(Collection entries)
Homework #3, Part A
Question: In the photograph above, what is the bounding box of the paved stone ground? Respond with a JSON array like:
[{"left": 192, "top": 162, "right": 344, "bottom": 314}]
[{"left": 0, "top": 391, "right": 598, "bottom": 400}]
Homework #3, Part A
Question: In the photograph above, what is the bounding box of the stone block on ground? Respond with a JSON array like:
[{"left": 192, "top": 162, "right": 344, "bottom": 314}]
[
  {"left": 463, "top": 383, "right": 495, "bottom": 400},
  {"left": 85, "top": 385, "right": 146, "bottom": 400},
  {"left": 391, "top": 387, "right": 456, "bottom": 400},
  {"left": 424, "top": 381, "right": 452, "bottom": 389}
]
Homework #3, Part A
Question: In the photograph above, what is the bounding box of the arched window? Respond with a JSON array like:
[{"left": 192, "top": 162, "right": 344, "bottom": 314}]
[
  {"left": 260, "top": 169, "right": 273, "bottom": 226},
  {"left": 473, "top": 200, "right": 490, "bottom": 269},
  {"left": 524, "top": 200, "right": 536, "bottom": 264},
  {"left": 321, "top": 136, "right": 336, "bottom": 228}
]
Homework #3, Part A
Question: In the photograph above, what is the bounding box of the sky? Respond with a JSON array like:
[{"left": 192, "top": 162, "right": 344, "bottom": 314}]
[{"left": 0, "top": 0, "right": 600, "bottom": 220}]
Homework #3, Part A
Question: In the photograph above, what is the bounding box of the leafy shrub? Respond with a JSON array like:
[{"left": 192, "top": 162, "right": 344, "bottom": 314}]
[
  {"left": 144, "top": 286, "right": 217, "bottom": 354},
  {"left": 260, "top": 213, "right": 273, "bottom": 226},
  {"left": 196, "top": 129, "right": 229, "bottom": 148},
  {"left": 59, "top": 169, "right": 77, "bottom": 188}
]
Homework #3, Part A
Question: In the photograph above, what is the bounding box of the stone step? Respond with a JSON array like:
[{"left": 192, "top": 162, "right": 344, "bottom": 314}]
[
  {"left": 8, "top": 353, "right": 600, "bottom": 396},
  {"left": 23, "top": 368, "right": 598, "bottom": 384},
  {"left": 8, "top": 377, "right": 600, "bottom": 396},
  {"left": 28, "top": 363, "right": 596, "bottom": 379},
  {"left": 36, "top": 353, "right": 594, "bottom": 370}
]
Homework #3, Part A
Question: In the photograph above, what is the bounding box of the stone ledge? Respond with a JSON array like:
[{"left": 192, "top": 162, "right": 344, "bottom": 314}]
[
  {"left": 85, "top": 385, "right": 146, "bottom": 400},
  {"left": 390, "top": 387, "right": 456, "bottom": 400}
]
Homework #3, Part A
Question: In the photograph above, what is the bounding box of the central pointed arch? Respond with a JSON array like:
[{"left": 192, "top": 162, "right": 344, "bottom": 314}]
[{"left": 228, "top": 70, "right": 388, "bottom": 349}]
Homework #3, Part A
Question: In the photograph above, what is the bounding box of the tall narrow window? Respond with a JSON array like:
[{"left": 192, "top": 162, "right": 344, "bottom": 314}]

- WRITTEN EXERCISE: Which lines of the rows above contain the word "window"? Gather every such line and copy each one out in full.

- ANSWER TO THE EXERCISE:
Question: In the photograph above, what is the bounding box of the arched window? Respond with a JSON array like:
Question: In the photograph above, what is the bounding box of the tall narrow window? Respond with a JSON array like:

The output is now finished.